WHAT YOU ARE ASKED TO DO: Pull out every line of the items below that contains the word "lamp", and copy each one unchanged.

INFORMATION GIVEN:
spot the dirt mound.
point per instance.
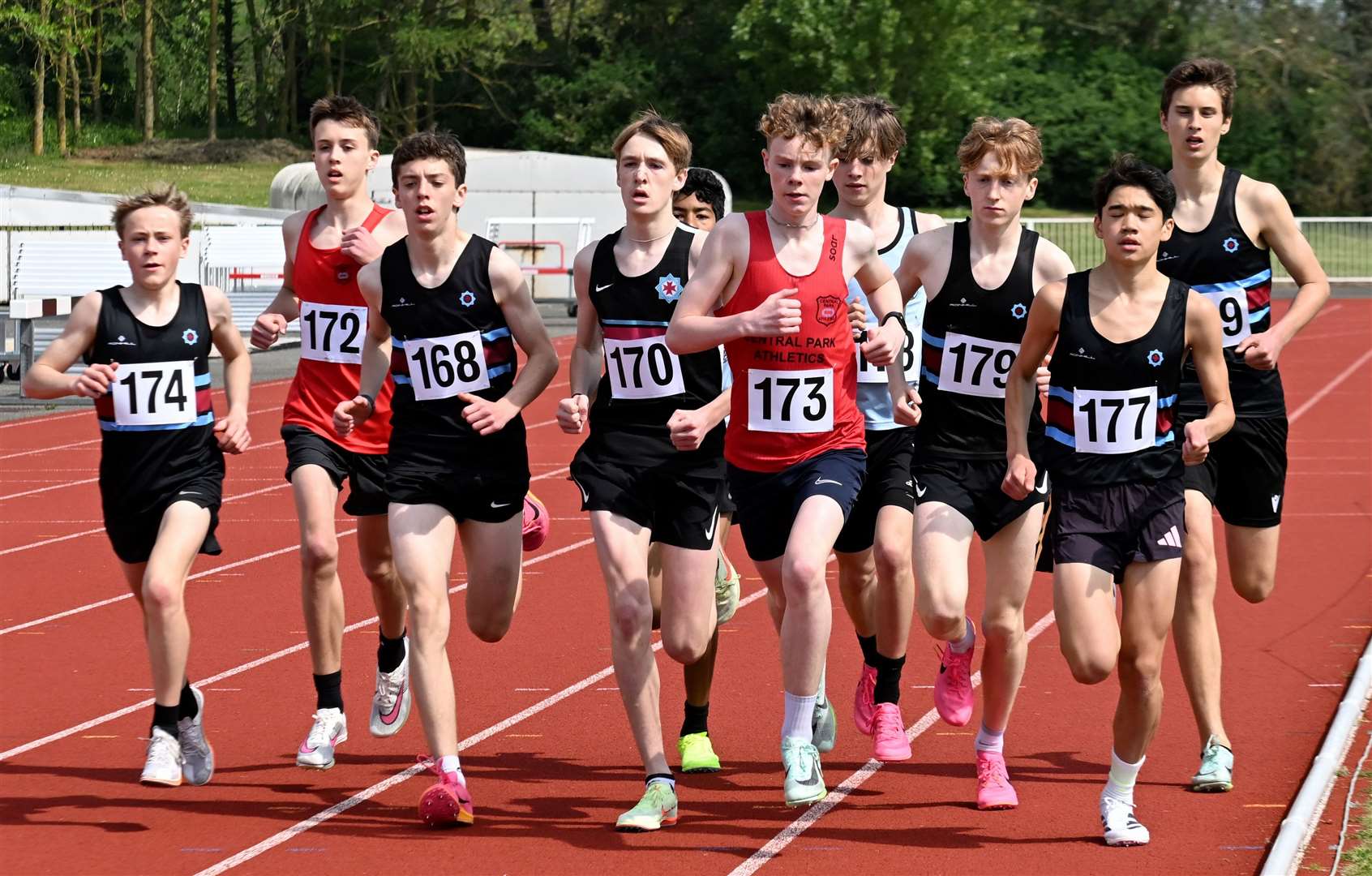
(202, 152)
==
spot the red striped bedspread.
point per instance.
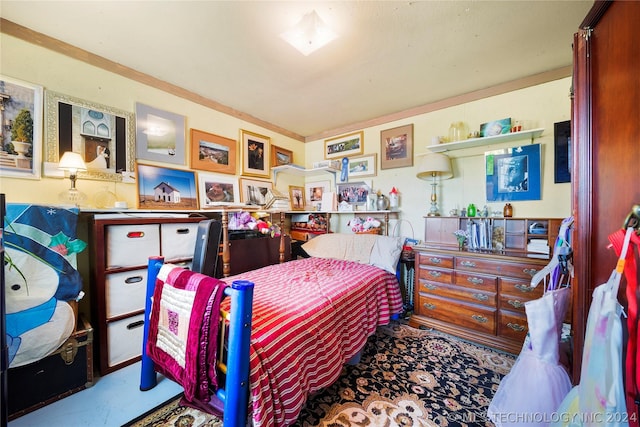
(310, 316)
==
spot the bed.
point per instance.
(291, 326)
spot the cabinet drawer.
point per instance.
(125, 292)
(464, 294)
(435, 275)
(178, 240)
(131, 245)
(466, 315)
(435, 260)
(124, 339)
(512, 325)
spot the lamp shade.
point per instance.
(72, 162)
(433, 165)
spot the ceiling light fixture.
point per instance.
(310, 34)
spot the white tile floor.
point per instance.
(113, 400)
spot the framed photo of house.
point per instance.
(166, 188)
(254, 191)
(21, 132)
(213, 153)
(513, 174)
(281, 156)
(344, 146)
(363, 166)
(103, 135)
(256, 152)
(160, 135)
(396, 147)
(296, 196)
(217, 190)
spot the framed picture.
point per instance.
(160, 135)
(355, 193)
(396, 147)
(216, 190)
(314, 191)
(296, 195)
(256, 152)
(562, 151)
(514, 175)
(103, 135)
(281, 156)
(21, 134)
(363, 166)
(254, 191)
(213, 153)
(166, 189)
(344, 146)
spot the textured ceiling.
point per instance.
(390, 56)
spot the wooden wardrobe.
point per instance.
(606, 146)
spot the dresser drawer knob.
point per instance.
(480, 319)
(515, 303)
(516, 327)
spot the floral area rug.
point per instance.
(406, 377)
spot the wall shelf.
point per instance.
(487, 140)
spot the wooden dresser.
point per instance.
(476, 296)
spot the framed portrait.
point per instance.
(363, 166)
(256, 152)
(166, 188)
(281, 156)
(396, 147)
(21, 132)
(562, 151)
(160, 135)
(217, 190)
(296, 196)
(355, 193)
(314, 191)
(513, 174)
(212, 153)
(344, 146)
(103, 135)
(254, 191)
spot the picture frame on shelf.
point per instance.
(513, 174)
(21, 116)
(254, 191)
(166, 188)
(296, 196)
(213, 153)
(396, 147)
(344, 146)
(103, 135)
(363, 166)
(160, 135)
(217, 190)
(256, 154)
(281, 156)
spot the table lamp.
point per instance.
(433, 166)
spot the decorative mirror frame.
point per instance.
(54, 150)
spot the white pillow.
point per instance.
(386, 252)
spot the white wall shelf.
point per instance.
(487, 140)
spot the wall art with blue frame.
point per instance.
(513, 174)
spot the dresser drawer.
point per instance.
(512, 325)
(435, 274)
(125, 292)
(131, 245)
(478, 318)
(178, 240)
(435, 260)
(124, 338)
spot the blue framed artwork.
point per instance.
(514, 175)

OUTPUT FOR THIS TASK:
spot the lamp shade.
spot the table lamp.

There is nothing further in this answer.